==== RECORDS FOR THE EXERCISE ====
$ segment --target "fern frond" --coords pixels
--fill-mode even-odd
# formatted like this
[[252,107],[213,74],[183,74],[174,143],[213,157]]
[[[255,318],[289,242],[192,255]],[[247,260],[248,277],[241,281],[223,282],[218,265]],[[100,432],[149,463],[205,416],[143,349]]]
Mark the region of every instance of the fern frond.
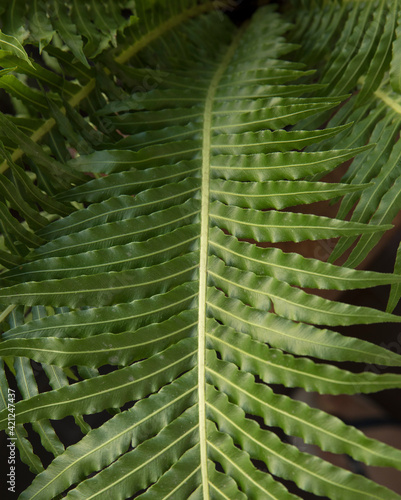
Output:
[[[377,6],[373,3],[355,5],[348,12],[341,3],[333,3],[332,8],[336,19],[333,26],[337,27],[338,32],[341,31],[335,49],[330,53],[331,46],[322,45],[320,36],[323,27],[319,27],[311,32],[309,52],[306,50],[300,60],[318,67],[321,81],[327,83],[322,94],[353,92],[349,102],[330,120],[332,125],[339,126],[355,119],[351,133],[343,135],[345,144],[355,146],[370,143],[375,146],[357,158],[344,176],[344,181],[350,184],[371,182],[372,185],[361,195],[346,195],[339,208],[338,218],[346,218],[352,211],[351,220],[355,222],[372,225],[391,223],[399,208],[397,165],[400,143],[395,139],[400,131],[401,106],[392,86],[397,88],[396,27],[400,6],[398,2],[381,1]],[[316,7],[294,13],[304,16],[306,20],[314,18],[314,9]],[[344,26],[341,23],[345,23]],[[296,28],[293,40],[300,40],[300,36],[302,33]],[[318,50],[320,55],[322,51],[325,52],[324,58],[316,58]],[[323,113],[314,122],[304,121],[304,125],[308,123],[307,126],[314,126],[328,117],[327,113]],[[331,147],[334,142],[328,141],[326,144]],[[330,256],[331,261],[339,258],[355,241],[354,237],[341,238]],[[378,242],[379,238],[373,235],[360,238],[346,265],[354,267],[361,263]]]
[[[390,310],[399,273],[340,268],[270,245],[331,237],[370,244],[391,227],[383,214],[395,206],[398,119],[385,116],[388,99],[377,98],[387,88],[379,80],[399,5],[303,4],[299,19],[269,6],[237,27],[209,12],[216,2],[138,1],[129,4],[138,22],[107,48],[125,26],[119,18],[106,29],[111,4],[71,2],[58,4],[57,22],[48,14],[38,31],[19,35],[36,37],[58,71],[71,68],[74,77],[59,103],[42,96],[45,120],[36,111],[28,121],[0,115],[8,162],[0,221],[9,248],[0,254],[9,267],[0,275],[0,356],[19,387],[21,456],[41,470],[29,446],[23,450],[29,423],[54,455],[21,498],[298,498],[288,481],[332,499],[400,498],[287,437],[395,469],[400,450],[290,392],[275,393],[276,384],[324,394],[401,384],[397,373],[363,370],[399,367],[399,354],[328,329],[399,323],[399,316],[303,290],[391,285]],[[32,9],[35,19],[43,6]],[[343,23],[356,46],[328,56]],[[311,26],[316,34],[302,52],[293,42]],[[53,30],[70,51],[51,44]],[[27,61],[15,54],[6,61],[6,69],[17,63],[18,81],[29,88],[21,77],[32,74]],[[37,70],[57,90],[60,77]],[[154,88],[138,87],[146,75],[157,78]],[[364,75],[360,96],[344,95]],[[373,136],[385,158],[365,144]],[[346,182],[316,180],[355,156]],[[362,159],[369,173],[355,167]],[[358,210],[368,210],[362,205],[378,201],[386,176],[384,206],[376,203],[373,218],[302,213],[338,197],[360,199]],[[30,360],[50,388],[39,390]],[[0,387],[7,429],[5,377]],[[108,418],[92,429],[85,417],[103,410]],[[82,436],[64,450],[51,421],[70,415]]]

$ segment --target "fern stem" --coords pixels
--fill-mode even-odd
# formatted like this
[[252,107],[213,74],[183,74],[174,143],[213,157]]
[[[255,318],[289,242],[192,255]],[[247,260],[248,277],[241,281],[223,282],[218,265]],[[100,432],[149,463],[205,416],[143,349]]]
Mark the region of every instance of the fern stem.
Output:
[[0,323],[2,323],[7,316],[17,307],[16,304],[11,304],[0,314]]
[[[182,22],[184,22],[187,19],[190,19],[191,17],[195,17],[197,15],[206,13],[208,11],[218,9],[218,8],[223,8],[224,6],[228,6],[229,1],[222,1],[222,0],[213,0],[211,2],[204,3],[202,5],[196,5],[195,7],[192,7],[191,9],[188,9],[185,12],[182,12],[181,14],[178,14],[170,19],[168,19],[165,23],[162,25],[158,26],[154,30],[151,30],[149,33],[144,35],[142,38],[137,40],[133,45],[128,47],[125,51],[121,52],[116,58],[115,61],[119,64],[124,64],[129,59],[131,59],[135,54],[140,52],[143,48],[145,48],[149,43],[157,39],[158,37],[162,36],[164,33],[167,31],[175,28]],[[110,70],[108,68],[105,68],[105,73],[110,74]],[[71,99],[68,101],[71,107],[76,107],[78,104],[85,99],[86,97],[89,96],[89,94],[92,92],[92,90],[96,87],[96,79],[92,78],[82,89],[77,92],[74,96],[71,97]],[[65,114],[66,111],[64,107],[60,109],[60,111]],[[31,140],[34,142],[39,142],[50,130],[54,127],[56,124],[56,121],[53,118],[49,118],[44,122],[44,124],[38,128],[32,135],[31,135]],[[16,162],[23,156],[24,152],[22,149],[18,148],[15,151],[13,151],[11,155],[11,159],[13,162]],[[9,168],[9,165],[6,160],[4,160],[0,164],[0,174],[4,173],[7,169]]]
[[388,94],[383,92],[382,90],[376,90],[375,95],[381,99],[387,106],[390,106],[391,109],[393,109],[396,113],[401,115],[401,105],[394,101]]
[[224,75],[242,37],[246,25],[242,26],[228,47],[209,86],[203,115],[202,146],[202,205],[199,262],[199,315],[198,315],[198,405],[199,405],[199,442],[200,464],[203,484],[203,499],[209,500],[207,471],[207,437],[206,437],[206,292],[207,292],[207,260],[209,240],[209,197],[210,197],[210,148],[212,134],[213,101],[219,82]]
[[149,45],[151,42],[153,42],[160,36],[164,35],[164,33],[166,33],[167,31],[175,28],[182,22],[186,21],[187,19],[199,16],[200,14],[203,14],[213,9],[222,8],[228,4],[229,2],[224,2],[224,1],[207,2],[202,5],[195,5],[186,12],[182,12],[177,16],[171,17],[165,23],[158,26],[156,29],[149,31],[149,33],[143,36],[140,40],[138,40],[133,45],[128,47],[126,50],[121,52],[121,54],[115,58],[115,61],[119,64],[124,64],[129,59],[131,59],[135,54],[137,54],[139,51],[141,51],[147,45]]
====
_EXERCISE OBJECTIVE_
All entries above are to be restated exactly, with every image omitted.

_OUTPUT_
$ segment --target "fern frond" --coords pixels
--fill-mode even-odd
# formatted like this
[[252,107],[213,74],[183,74],[174,143],[213,157]]
[[[255,318],[289,242],[192,255]],[[247,260],[248,277],[241,281],[223,282],[218,265]],[[100,432],[149,463],[205,416],[143,349]]]
Mark the region of every instance of the fern frond.
Output:
[[[377,6],[373,3],[355,5],[348,12],[341,3],[333,3],[332,8],[336,19],[333,26],[337,27],[338,32],[341,31],[335,49],[330,53],[331,46],[322,45],[320,36],[323,27],[319,27],[311,32],[309,52],[306,50],[300,60],[318,67],[321,81],[327,83],[322,94],[353,92],[349,102],[330,120],[332,125],[339,126],[355,119],[351,133],[343,135],[345,144],[355,146],[370,143],[375,146],[357,158],[344,176],[344,181],[350,184],[371,182],[372,185],[361,195],[346,195],[339,208],[338,218],[346,218],[352,211],[351,220],[355,222],[372,225],[391,223],[399,208],[397,165],[400,143],[395,139],[400,131],[401,106],[392,86],[397,88],[396,27],[400,6],[398,2],[381,1]],[[316,7],[294,13],[304,16],[306,20],[314,18],[314,9]],[[344,26],[341,23],[345,23]],[[296,28],[293,40],[300,40],[300,36],[302,33]],[[318,50],[320,55],[322,51],[325,52],[324,58],[316,58]],[[323,113],[314,122],[304,121],[304,125],[308,123],[307,126],[314,126],[328,117],[327,113]],[[331,147],[334,142],[328,141],[326,144]],[[330,256],[331,261],[339,258],[355,241],[354,237],[341,238]],[[378,242],[379,238],[373,235],[360,238],[346,265],[354,267],[361,263]]]
[[[390,310],[399,273],[340,268],[270,245],[331,237],[370,244],[391,227],[383,214],[395,206],[398,119],[385,116],[388,99],[377,98],[387,88],[379,80],[399,5],[303,4],[299,19],[269,6],[237,27],[209,12],[216,2],[138,1],[129,4],[138,22],[107,48],[125,26],[119,18],[106,29],[111,4],[71,2],[58,4],[57,22],[48,14],[38,31],[19,35],[36,37],[58,71],[71,68],[74,77],[59,103],[42,96],[45,120],[36,111],[28,121],[0,115],[8,162],[0,221],[9,248],[0,254],[9,267],[0,275],[0,356],[19,387],[21,456],[41,470],[29,446],[23,450],[29,423],[54,455],[21,498],[298,498],[288,481],[332,499],[400,498],[287,437],[395,469],[400,450],[290,392],[275,393],[276,384],[324,394],[401,384],[397,373],[363,370],[399,367],[399,354],[328,329],[399,323],[399,316],[303,290],[391,285]],[[32,9],[35,19],[43,6]],[[343,23],[356,46],[328,56]],[[311,26],[316,34],[302,52],[293,42]],[[53,30],[70,51],[51,44]],[[27,61],[15,54],[6,61],[6,69],[17,63],[18,81],[29,88],[21,77],[32,74]],[[37,70],[57,90],[60,77]],[[154,88],[138,87],[146,75],[157,78]],[[364,75],[360,96],[344,95]],[[373,136],[385,158],[365,144]],[[346,182],[316,180],[355,156]],[[362,159],[369,173],[355,167]],[[358,210],[368,210],[362,205],[378,201],[386,176],[384,206],[376,203],[373,218],[302,213],[338,197],[360,199]],[[30,360],[50,388],[39,390]],[[0,387],[7,429],[5,377]],[[108,418],[92,429],[85,417],[103,410]],[[82,436],[64,450],[51,421],[70,415]]]

$ segment --target "fern stem" --coords pixels
--fill-mode even-odd
# formatted like this
[[252,107],[213,74],[183,74],[174,143],[213,157]]
[[[255,318],[289,242],[192,255]],[[247,260],[248,277],[241,281],[223,282],[218,265]],[[100,432],[149,463],[205,416],[143,349]]]
Mark the region of every instance of the fern stem.
Output:
[[0,323],[2,323],[7,316],[17,307],[16,304],[11,304],[0,314]]
[[[182,22],[184,22],[187,19],[190,19],[191,17],[195,17],[197,15],[206,13],[208,11],[218,9],[218,8],[223,8],[224,6],[228,6],[229,1],[222,1],[222,0],[213,0],[211,2],[204,3],[202,5],[196,5],[195,7],[192,7],[191,9],[188,9],[185,12],[182,12],[181,14],[178,14],[170,19],[168,19],[165,23],[162,25],[158,26],[154,30],[151,30],[149,33],[144,35],[142,38],[137,40],[133,45],[128,47],[125,51],[121,52],[116,58],[115,61],[119,64],[124,64],[129,59],[131,59],[135,54],[140,52],[143,48],[145,48],[149,43],[157,39],[158,37],[162,36],[164,33],[167,31],[175,28]],[[110,70],[108,68],[105,68],[105,73],[110,74]],[[71,99],[68,101],[71,107],[76,107],[78,104],[85,99],[86,97],[89,96],[89,94],[92,92],[92,90],[96,87],[96,79],[92,78],[82,89],[77,92],[74,96],[71,97]],[[65,114],[66,111],[64,107],[60,109],[60,111]],[[31,140],[34,142],[39,142],[50,130],[54,127],[56,124],[56,121],[53,118],[49,118],[44,122],[44,124],[38,128],[32,135],[31,135]],[[16,162],[23,156],[24,152],[22,149],[18,148],[15,151],[13,151],[11,155],[11,159],[13,162]],[[9,168],[9,165],[6,160],[4,160],[0,164],[0,174],[4,173],[7,169]]]
[[388,94],[383,92],[382,90],[376,90],[375,95],[381,99],[387,106],[390,106],[391,109],[393,109],[396,113],[401,115],[401,105],[394,101]]
[[224,75],[242,37],[246,25],[242,26],[228,47],[209,86],[203,115],[202,146],[202,205],[199,262],[199,315],[198,315],[198,405],[199,405],[199,442],[200,464],[203,484],[203,499],[209,500],[207,471],[207,437],[206,437],[206,292],[207,292],[207,260],[209,240],[209,197],[210,197],[210,148],[212,134],[213,101],[219,82]]
[[149,45],[151,42],[153,42],[160,36],[164,35],[164,33],[166,33],[167,31],[175,28],[182,22],[186,21],[187,19],[199,16],[200,14],[203,14],[213,9],[222,8],[228,4],[229,2],[224,2],[224,1],[207,2],[202,5],[195,5],[186,12],[182,12],[177,16],[171,17],[165,23],[158,26],[156,29],[149,31],[149,33],[143,36],[140,40],[138,40],[133,45],[128,47],[126,50],[121,52],[121,54],[115,58],[115,61],[119,64],[124,64],[129,59],[131,59],[135,54],[137,54],[139,51],[141,51],[147,45]]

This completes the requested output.